**AUFGABENTEILE**
1. Geben Sie aus dem Seitentext über Białowieża den Abschnitt wortgetreu wieder, der bei „19. Juli: In“ beginnt und bei „Abholzung von Białowieża.“ endet.
2. Stellen Sie aus den Datensätzen die Zeilen, beginnend mit der Zeile, die „Task: indicate the woman's right“ enthält, und endend mit der Zeile, die „x=122 y=224“ enthält, beide eingeschlossen, als Markdown-Tabelle mit den Spalten „Nr.“ und „Zeile“ dar. Geben Sie nur diese Zeilen aus und lassen Sie Leerzeilen weg.

═══ SEITENTEXT

Zerstörung des @UNESCO-Weltnaturerbes #Białowieża sofort stoppen! Mitteleuropas letzter Urwald wird abgeholzt https://t.co/qApTYRjO6S

— NABU e.V. (@NABU_de) 6. Juli 2017

Pandas, Wisente und Kettensägen

Updates zum Thema seit Erscheinen des Artikels am 13. Juli 2017:

28.Juli: Der Europäische Gerichtshof verhängt einen sofortigen Abholzungsstopp für Białowieża. Das ist erst die dritte derartige einstweilige Verfügung des EuGH im Naturschutz. Vor zehn Jahren traf es den gleichen Umweltminister im Fall des „Via Baltika“-Straßenbauprojekts.

19. Juli: In einem offenen Brief (Download hier) wendet sich NABU-Präsident Olaf Tschimpke an Bundeskanzlerin Angela Merkel mit der Bitte sich für die Rettung von Białowieża einzusetzen.

13. Juli: Die EU-Kommission verklagt Polen vor dem Europäischen Gerichtshof und beantragt eine einstweilige Verfügung gegen die Abholzung von Białowieża.


In den vergangenen Tagen stürzten sich Politik und Medien in Berlin auf den jüngsten Akt der chinesischen „Panda-Diplomatie“, im Rahmen des G-20-Treffens in Hamburg wurde auch das Thema Klimawandel diskutiert.  Außerhalb dieser Bühnen der Diplomatie geht das Sterben wertvoller Wälder weiter. Nicht nur in den Tropen, sondern auch mitten in Europa.

Foto: Helge May

Während selbst Kanzlerin Angela Merkel, die Presse ohnehin, im Berliner Zoo verzückt die chinesische Leihgabe bewundert, rattern im UNESCO-Weltnaturerbe Białowieża die Motorsägen. Und nicht nur dort. Um unseren Energiehunger zu stillen, wurden in Nordrhein-Westfalen bereits über 5000 Hektar wertvoller alter Laubwald mit 200-jährigen Eichen und Buchen, der Hambacher Forst, der Braunkohleförderung geopfert. Doch dieser Wald stand, politisch gewollt, nie unter Schutz. In Białowieża ist das anders. Er ist UNESCO-Weltnaturerbe, Nationalpark und seit dem Beitritt Polens zur Europäischen Union auch Natura-2000-Gebiet, das dem Schutz der EU-Naturschutzrichtlinien unterliegt: Der Fauna-Flora-Habitat-Richtlinie und der Vogelschutzrichtlinie, den beiden Kernelementen des Naturschutzrechts in der EU.

══════
═══ DATEN ZUR AUFGABE

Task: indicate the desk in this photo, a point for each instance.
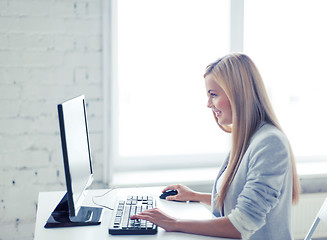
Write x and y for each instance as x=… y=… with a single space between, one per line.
x=48 y=200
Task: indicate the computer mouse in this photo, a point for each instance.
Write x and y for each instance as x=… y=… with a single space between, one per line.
x=168 y=193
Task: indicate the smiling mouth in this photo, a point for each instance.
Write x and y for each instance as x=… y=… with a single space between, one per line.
x=217 y=113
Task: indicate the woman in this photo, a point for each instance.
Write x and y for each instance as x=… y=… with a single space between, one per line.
x=255 y=187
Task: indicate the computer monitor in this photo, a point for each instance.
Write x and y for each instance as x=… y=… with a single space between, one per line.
x=77 y=165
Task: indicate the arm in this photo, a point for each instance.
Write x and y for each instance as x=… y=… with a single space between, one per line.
x=218 y=227
x=186 y=194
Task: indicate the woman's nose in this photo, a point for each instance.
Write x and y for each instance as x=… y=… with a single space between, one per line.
x=209 y=104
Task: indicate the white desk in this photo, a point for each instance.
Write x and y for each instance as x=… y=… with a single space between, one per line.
x=48 y=201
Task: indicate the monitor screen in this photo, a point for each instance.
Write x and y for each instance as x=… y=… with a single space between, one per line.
x=76 y=150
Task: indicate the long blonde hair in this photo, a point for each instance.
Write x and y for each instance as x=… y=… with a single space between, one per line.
x=237 y=75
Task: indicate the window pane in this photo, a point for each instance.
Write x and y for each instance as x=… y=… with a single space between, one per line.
x=163 y=49
x=287 y=41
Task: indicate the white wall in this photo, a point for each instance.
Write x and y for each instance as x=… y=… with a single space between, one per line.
x=50 y=51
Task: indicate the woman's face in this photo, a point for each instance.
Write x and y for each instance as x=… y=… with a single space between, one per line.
x=218 y=101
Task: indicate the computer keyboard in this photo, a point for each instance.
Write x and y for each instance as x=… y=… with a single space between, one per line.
x=121 y=224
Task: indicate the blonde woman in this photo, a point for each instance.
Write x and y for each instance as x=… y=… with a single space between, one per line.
x=257 y=183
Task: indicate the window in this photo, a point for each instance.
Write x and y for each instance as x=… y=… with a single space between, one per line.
x=287 y=40
x=163 y=49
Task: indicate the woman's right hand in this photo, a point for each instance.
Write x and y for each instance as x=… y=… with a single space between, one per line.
x=184 y=193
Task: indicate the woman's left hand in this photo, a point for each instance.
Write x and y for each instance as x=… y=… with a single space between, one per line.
x=159 y=218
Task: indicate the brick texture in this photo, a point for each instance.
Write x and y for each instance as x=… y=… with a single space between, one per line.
x=50 y=51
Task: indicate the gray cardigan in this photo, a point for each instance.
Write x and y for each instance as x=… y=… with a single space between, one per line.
x=258 y=202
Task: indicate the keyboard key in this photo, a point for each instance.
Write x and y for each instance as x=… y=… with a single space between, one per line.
x=122 y=224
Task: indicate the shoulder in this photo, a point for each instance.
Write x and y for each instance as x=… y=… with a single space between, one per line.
x=268 y=135
x=269 y=143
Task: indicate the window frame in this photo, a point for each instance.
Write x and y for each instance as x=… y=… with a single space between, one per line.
x=110 y=95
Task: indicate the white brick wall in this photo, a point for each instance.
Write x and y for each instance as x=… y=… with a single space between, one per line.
x=50 y=51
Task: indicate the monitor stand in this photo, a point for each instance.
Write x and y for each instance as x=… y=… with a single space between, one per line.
x=60 y=216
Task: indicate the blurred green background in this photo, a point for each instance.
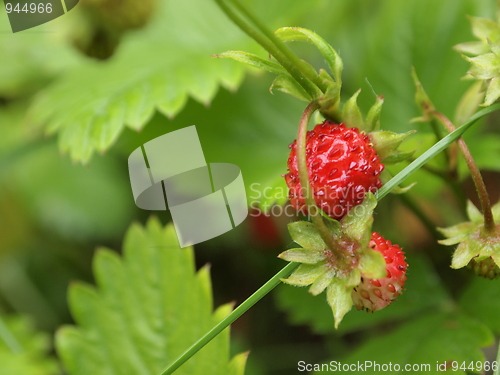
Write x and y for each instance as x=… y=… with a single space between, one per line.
x=68 y=122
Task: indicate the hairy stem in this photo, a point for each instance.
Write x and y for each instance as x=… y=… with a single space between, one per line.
x=281 y=46
x=278 y=51
x=312 y=209
x=235 y=314
x=489 y=223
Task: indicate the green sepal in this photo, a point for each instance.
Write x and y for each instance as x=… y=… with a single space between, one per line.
x=306 y=235
x=359 y=219
x=386 y=142
x=484 y=66
x=288 y=85
x=372 y=264
x=305 y=275
x=351 y=115
x=338 y=295
x=398 y=157
x=372 y=121
x=301 y=255
x=254 y=61
x=421 y=97
x=469 y=103
x=322 y=282
x=331 y=56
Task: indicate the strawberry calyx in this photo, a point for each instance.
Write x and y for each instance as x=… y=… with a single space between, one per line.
x=477 y=248
x=338 y=276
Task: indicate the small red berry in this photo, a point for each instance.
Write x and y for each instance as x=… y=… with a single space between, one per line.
x=343 y=166
x=375 y=294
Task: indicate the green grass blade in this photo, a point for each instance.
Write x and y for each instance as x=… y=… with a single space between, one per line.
x=433 y=151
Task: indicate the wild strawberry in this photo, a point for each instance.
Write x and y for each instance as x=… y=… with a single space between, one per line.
x=343 y=166
x=375 y=294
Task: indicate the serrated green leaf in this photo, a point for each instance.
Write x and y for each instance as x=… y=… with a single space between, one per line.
x=372 y=121
x=464 y=253
x=24 y=351
x=331 y=56
x=148 y=307
x=69 y=205
x=372 y=264
x=434 y=339
x=253 y=60
x=288 y=85
x=386 y=142
x=157 y=68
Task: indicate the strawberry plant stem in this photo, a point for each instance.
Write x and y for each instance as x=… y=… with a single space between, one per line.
x=489 y=223
x=228 y=320
x=281 y=46
x=280 y=52
x=312 y=209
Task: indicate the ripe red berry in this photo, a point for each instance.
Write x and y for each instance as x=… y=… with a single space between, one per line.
x=343 y=166
x=375 y=294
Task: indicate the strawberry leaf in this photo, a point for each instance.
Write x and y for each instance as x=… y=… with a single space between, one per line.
x=157 y=68
x=146 y=310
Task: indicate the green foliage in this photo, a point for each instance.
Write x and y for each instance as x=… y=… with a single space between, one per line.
x=481 y=299
x=424 y=293
x=429 y=339
x=23 y=351
x=157 y=68
x=147 y=309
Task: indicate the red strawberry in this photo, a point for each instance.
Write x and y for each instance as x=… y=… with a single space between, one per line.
x=375 y=294
x=343 y=166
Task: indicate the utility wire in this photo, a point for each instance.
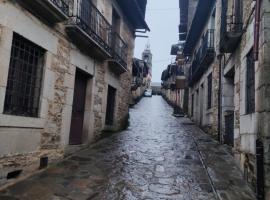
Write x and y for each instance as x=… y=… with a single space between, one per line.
x=162 y=9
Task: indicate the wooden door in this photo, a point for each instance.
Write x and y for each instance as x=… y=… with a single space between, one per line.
x=110 y=106
x=76 y=127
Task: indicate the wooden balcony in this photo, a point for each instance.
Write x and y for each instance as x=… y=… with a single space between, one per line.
x=231 y=33
x=118 y=61
x=52 y=11
x=207 y=54
x=90 y=31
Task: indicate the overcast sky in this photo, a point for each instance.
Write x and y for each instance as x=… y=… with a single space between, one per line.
x=162 y=17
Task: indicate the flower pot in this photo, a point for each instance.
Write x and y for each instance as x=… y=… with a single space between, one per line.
x=180 y=82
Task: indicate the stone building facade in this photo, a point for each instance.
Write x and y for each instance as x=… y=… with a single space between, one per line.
x=141 y=75
x=238 y=74
x=245 y=86
x=65 y=76
x=203 y=66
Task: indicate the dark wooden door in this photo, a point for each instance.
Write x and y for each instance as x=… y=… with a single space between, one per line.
x=229 y=129
x=110 y=106
x=76 y=127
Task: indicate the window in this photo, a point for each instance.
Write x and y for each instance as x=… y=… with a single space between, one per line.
x=250 y=83
x=209 y=91
x=24 y=78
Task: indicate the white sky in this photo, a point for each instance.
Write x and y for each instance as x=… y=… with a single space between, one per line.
x=163 y=18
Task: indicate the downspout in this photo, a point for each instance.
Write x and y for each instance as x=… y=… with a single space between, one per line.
x=259 y=144
x=257 y=29
x=220 y=136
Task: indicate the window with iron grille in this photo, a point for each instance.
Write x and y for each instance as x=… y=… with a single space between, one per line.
x=250 y=83
x=24 y=78
x=209 y=91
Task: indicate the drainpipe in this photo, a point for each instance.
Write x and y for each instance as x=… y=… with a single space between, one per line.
x=257 y=29
x=220 y=138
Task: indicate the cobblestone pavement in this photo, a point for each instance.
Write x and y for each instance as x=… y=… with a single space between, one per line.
x=157 y=157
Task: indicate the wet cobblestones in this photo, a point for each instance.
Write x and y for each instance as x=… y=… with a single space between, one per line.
x=156 y=158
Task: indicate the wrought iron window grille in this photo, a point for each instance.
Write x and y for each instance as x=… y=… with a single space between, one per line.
x=24 y=78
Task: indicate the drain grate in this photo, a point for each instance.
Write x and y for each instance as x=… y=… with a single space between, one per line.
x=14 y=174
x=188 y=123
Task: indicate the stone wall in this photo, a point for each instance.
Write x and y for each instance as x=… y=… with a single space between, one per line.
x=23 y=140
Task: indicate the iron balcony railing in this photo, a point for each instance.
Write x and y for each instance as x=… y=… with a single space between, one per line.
x=92 y=22
x=120 y=49
x=234 y=24
x=61 y=5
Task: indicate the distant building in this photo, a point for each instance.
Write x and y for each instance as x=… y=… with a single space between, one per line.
x=148 y=58
x=65 y=76
x=156 y=88
x=140 y=77
x=228 y=49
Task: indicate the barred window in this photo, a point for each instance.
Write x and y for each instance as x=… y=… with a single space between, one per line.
x=250 y=83
x=209 y=91
x=24 y=78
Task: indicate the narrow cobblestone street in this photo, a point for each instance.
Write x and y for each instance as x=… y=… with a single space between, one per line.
x=157 y=157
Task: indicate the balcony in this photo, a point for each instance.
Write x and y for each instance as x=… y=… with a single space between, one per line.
x=118 y=62
x=52 y=11
x=204 y=57
x=90 y=31
x=208 y=48
x=231 y=33
x=196 y=70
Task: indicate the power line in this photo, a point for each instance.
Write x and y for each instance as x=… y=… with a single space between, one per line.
x=162 y=9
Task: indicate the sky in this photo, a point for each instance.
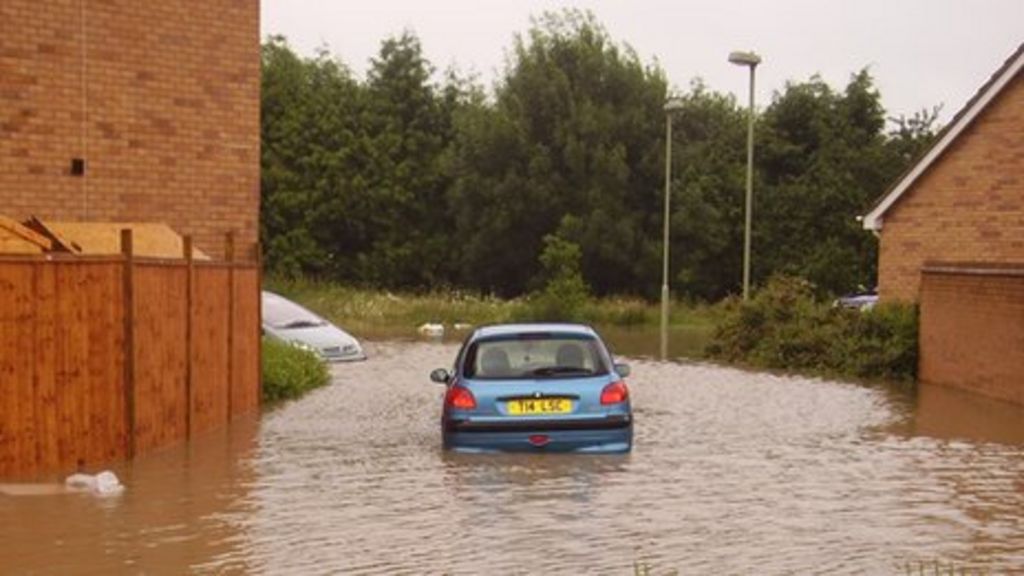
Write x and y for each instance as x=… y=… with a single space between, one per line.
x=921 y=52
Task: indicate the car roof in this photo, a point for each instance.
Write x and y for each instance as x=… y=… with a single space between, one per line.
x=525 y=328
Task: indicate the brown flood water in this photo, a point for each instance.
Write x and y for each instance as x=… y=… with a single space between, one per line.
x=732 y=472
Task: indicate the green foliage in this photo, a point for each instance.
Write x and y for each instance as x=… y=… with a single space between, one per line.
x=290 y=371
x=564 y=293
x=404 y=182
x=785 y=326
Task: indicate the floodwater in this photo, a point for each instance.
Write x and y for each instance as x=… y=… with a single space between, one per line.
x=732 y=472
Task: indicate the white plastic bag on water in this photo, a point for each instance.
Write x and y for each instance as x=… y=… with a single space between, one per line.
x=103 y=484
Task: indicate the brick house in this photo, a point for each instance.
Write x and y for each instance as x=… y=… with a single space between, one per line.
x=964 y=200
x=130 y=111
x=951 y=233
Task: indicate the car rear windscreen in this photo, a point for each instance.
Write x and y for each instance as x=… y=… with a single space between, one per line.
x=536 y=356
x=282 y=313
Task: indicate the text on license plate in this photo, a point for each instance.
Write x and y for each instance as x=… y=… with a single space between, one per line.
x=530 y=406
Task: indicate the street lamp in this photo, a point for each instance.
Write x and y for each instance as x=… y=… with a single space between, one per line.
x=671 y=106
x=752 y=60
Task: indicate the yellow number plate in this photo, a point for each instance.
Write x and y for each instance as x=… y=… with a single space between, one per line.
x=528 y=407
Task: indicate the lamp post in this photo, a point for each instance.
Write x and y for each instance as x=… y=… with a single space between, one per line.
x=671 y=106
x=752 y=60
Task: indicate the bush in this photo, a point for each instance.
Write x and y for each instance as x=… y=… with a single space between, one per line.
x=784 y=326
x=290 y=371
x=564 y=294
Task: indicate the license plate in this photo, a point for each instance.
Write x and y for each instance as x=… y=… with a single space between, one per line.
x=528 y=407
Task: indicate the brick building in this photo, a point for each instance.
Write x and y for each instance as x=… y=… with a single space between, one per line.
x=951 y=233
x=132 y=111
x=964 y=200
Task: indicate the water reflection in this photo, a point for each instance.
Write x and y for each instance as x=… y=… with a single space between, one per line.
x=731 y=472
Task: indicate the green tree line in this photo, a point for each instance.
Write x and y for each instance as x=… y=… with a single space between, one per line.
x=399 y=180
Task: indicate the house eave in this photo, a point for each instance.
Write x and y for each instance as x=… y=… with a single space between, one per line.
x=872 y=220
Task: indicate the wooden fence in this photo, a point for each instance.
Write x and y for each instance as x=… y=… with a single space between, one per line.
x=105 y=358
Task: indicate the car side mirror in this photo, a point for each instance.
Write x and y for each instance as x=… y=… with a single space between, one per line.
x=440 y=376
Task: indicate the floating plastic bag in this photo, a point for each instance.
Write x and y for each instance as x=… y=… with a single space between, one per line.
x=103 y=484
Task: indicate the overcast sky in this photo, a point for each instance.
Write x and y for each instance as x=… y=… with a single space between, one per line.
x=922 y=52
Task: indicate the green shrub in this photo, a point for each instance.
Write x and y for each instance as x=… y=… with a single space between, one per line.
x=290 y=371
x=565 y=294
x=784 y=326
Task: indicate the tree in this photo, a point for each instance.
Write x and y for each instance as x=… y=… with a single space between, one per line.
x=574 y=130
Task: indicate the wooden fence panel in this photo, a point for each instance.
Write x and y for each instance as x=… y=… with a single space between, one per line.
x=64 y=396
x=45 y=364
x=210 y=354
x=90 y=363
x=16 y=344
x=246 y=340
x=161 y=355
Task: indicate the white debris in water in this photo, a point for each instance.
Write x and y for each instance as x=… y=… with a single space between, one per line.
x=432 y=330
x=103 y=484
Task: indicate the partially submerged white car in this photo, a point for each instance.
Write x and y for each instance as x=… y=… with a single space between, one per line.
x=291 y=323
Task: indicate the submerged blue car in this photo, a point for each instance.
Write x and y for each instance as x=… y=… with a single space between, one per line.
x=536 y=387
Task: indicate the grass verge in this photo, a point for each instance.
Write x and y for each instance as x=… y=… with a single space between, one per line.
x=290 y=372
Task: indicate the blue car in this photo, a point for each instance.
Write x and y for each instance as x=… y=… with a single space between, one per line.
x=540 y=387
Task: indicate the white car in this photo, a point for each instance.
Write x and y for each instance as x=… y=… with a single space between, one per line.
x=291 y=323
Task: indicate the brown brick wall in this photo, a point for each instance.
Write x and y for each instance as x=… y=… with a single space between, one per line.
x=972 y=332
x=968 y=207
x=161 y=98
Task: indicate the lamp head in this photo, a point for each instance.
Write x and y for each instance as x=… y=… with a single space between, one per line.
x=744 y=58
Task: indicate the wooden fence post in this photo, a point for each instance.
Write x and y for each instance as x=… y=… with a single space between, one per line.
x=128 y=251
x=229 y=256
x=258 y=257
x=189 y=284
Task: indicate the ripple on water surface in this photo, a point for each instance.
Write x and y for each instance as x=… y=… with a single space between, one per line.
x=731 y=472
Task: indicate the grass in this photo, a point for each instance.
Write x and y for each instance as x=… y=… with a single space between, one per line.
x=378 y=314
x=290 y=372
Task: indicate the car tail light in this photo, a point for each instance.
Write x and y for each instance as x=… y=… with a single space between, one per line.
x=614 y=393
x=460 y=398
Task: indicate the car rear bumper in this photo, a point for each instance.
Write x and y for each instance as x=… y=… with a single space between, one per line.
x=611 y=435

══════

**ANTWORTEN JE AUFGABE**
1.
19. Juli: In einem offenen Brief (Download hier) wendet sich NABU-Präsident Olaf Tschimpke an Bundeskanzlerin Angela Merkel mit der Bitte sich für die Rettung von Białowieża einzusetzen.

13. Juli: Die EU-Kommission verklagt Polen vor dem Europäischen Gerichtshof und beantragt eine einstweilige Verfügung gegen die Abholzung von Białowieża.

2.
| Nr. | Zeile |
|---|---|
| 1 | Task: indicate the woman's right hand in this photo, a point for each instance. |
| 2 | Write x and y for each instance as x=… y=… with a single space between, one per line. |
| 3 | x=184 y=193 |
| 4 | Task: indicate the woman's left hand in this photo, a point for each instance. |
| 5 | Write x and y for each instance as x=… y=… with a single space between, one per line. |
| 6 | x=159 y=218 |
| 7 | Task: indicate the brick texture in this photo, a point for each instance. |
| 8 | Write x and y for each instance as x=… y=… with a single space between, one per line. |
| 9 | x=50 y=51 |
| 10 | Task: indicate the gray cardigan in this photo, a point for each instance. |
| 11 | Write x and y for each instance as x=… y=… with a single space between, one per line. |
| 12 | x=258 y=202 |
| 13 | Task: indicate the keyboard key in this photo, a point for each instance. |
| 14 | Write x and y for each instance as x=… y=… with a single space between, one per line. |
| 15 | x=122 y=224 |